Reading text:
I can’t believe its almost over. It all seems to have gone by very quickly, but in a way, I suppose that is the difference between going on a “normal” 2 week holiday as opposed to 7 weeks in China.
So, we left Kandy yesterday morning to do our final journey into Colombo. I will only have one afternoon/evening in Colombo which in retrospect is simply not enough time to do any of the things that I wanted to do. I shall have to come back. No more rain today, but it is overcast, so it was not the clearest view over to bible mountain:


It was a longer drive than anticipated to Colombo and you can certainly tell you are in the capital, tower blocks, and so much traffic. As well as being the capital, Colombo is also the biggest city in Sri Lanka with a population of 5.6 million people. This became the capital in 1815 when the British colonised Ceylon (as was) and many of the buildings date from this period as the British turned what was previously a military outpost to a populated city, including building the governors mansion, old town hall and buildings which we shall be seeing later on our city tour.
Our hotel is situated in the Colombo Fort district/district 1, so we would be very handily located if one were staying for more than 1 night. However, we did have probably our worst view of the whole trip:

It was a quick turnaround to head to Barefoot Ceylon. This is an extensive handicrafts store established in 1964 by Barbara Sansoni. It was full of so many lovely things, but I managed to restrain myself to one large bag full (everything is packed, but I will photograph and add later).


Then it was off on our city tour. This was something of whistle stop tour of view from bus/take a photograph (hence why I know I need to return.
Our first stop was Independence Square. This was built to commemorate the independence of Sri Lana in 1948 and is very similar in design to the audience hall in Kandy (although this is made of stone rather than the Ceylon Ironwood). The statue is of the first prime minister (from 1947 until his death in 1952) and “Father of the Nation” Don Stephen Senanayake having emerged as the leader of the Sri Lankan independence movement that led to self-rule in Ceylon. This is also the location where prime ministers and other Sri Lankan national treasures are cremated, and they were just, erm, tidying up, from a recent cremation.

Source material:
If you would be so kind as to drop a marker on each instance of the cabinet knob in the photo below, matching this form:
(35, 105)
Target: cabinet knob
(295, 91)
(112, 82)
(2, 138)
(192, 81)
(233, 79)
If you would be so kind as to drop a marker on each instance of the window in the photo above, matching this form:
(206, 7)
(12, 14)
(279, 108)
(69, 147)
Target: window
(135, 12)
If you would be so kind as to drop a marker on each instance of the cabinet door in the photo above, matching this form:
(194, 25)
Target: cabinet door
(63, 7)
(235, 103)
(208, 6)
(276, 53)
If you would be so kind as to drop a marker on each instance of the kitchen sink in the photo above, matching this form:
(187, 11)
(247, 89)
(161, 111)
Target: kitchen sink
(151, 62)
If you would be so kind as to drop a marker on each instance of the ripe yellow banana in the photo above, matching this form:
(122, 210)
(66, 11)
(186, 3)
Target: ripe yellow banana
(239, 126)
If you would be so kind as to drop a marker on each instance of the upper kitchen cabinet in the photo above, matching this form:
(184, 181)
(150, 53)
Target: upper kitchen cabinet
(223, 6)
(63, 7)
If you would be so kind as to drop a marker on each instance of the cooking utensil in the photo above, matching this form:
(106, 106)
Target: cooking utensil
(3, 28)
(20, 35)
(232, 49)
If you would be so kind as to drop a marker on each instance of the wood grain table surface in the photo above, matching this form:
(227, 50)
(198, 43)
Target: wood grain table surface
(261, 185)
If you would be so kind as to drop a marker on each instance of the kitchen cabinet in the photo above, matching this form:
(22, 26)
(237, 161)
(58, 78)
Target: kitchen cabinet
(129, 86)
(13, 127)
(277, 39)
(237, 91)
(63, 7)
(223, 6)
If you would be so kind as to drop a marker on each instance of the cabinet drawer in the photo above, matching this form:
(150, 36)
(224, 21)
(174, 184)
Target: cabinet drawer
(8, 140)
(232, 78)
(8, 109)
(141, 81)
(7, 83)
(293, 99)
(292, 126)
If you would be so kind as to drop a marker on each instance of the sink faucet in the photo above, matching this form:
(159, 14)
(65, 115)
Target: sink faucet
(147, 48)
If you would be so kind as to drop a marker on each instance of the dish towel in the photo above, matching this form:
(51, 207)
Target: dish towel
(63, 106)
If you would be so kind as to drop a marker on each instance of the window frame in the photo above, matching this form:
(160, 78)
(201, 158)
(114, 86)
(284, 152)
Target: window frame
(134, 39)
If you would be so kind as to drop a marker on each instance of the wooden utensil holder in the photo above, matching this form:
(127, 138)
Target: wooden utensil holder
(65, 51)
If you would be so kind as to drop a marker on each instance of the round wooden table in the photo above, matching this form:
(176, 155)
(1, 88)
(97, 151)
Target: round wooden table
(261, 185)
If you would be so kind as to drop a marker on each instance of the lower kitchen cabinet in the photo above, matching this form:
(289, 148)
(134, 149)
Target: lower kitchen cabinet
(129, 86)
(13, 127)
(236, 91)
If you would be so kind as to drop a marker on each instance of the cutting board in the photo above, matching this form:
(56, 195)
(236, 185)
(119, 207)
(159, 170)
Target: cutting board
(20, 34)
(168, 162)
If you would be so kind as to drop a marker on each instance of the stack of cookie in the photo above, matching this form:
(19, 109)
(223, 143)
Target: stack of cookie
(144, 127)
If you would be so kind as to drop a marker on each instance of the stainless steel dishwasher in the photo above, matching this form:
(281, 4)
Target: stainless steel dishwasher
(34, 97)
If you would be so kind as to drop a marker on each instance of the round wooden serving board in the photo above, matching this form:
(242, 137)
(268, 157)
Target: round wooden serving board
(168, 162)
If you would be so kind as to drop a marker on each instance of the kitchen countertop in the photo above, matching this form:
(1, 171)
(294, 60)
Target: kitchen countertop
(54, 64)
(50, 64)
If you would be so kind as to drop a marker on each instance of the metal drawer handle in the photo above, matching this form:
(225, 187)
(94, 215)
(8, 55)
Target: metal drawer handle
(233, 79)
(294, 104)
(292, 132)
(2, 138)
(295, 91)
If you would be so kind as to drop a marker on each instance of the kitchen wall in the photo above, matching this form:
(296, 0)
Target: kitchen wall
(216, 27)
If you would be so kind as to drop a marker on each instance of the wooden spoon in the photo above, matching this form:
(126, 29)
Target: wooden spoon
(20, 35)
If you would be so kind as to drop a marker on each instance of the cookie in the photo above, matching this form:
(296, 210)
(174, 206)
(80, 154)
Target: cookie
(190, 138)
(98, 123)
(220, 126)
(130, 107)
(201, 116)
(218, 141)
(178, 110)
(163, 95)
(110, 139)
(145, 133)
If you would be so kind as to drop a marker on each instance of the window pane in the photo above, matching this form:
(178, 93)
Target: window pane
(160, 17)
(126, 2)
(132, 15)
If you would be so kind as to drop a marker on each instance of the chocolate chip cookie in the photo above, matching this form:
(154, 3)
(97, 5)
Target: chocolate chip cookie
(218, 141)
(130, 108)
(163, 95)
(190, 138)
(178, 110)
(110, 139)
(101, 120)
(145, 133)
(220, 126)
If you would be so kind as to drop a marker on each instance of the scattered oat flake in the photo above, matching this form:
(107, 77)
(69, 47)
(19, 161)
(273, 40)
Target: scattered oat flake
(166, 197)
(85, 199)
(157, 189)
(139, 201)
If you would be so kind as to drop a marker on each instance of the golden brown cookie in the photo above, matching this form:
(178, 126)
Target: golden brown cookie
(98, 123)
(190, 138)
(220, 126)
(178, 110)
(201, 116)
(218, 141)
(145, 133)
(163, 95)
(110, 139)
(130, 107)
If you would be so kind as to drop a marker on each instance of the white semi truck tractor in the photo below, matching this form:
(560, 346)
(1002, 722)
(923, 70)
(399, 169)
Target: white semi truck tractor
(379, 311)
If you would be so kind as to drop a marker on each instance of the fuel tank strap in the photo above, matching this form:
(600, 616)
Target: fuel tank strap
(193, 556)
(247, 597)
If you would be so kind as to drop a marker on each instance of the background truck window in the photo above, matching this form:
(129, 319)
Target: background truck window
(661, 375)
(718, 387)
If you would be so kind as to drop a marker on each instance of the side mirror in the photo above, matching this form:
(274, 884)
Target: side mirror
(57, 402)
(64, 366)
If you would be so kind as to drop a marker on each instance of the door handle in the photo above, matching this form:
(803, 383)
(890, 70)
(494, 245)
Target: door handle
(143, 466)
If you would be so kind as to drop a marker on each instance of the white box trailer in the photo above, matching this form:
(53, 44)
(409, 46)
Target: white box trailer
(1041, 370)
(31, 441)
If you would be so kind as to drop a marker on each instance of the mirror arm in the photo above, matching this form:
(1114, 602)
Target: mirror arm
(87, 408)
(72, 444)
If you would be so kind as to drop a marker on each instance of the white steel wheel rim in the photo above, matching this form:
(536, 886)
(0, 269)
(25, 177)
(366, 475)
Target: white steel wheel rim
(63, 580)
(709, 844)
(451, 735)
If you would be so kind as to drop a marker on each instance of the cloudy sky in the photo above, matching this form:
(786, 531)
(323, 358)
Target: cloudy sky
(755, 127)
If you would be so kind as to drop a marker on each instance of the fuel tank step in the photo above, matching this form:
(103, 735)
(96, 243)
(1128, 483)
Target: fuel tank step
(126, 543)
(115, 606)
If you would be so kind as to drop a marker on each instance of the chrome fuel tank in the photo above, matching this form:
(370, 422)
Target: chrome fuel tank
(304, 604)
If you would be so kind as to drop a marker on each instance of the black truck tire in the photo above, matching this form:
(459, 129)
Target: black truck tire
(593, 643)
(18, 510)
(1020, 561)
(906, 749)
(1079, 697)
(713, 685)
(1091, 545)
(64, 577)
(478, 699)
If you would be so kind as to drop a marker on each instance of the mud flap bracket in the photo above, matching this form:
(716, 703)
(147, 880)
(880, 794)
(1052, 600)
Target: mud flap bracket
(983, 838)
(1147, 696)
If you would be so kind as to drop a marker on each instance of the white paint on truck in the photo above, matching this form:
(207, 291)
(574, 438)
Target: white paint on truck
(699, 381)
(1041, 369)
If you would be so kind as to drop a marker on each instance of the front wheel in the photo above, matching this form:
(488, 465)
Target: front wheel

Task set:
[A] In the Colombo travel account, in what year was Barefoot Ceylon established, and by whom?
[B] List every year that the Colombo travel account mentions.
The items have no connection to the Colombo travel account.

Solutions in order:
[A] It was established in 1964 by Barbara Sansoni.

[B] 1815, 1964, 1948, 1947, 1952